* begin AVAILABLE DATA *
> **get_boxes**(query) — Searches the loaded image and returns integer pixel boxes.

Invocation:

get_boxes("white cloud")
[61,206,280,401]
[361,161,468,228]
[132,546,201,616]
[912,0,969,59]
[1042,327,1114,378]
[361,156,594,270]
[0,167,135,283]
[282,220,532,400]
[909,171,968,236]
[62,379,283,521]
* end AVAILABLE DATA *
## PROMPT:
Put the lines of these items into a Markdown table with the columns "No." and "Line." Number each non-blank line in order and leave out the blank lines.

## ANSWER FOR THIS EXERCISE:
| No. | Line |
|---|---|
| 1 | > **get_boxes**(query) — Searches the loaded image and returns integer pixel boxes. |
| 2 | Invocation: |
| 3 | get_boxes("white cloud") |
| 4 | [61,206,280,401] |
| 5 | [361,161,468,228] |
| 6 | [132,546,201,616] |
| 7 | [912,0,969,59] |
| 8 | [1042,327,1114,378] |
| 9 | [361,156,594,270] |
| 10 | [0,167,135,283] |
| 11 | [282,220,532,400] |
| 12 | [909,171,968,236] |
| 13 | [62,379,283,521] |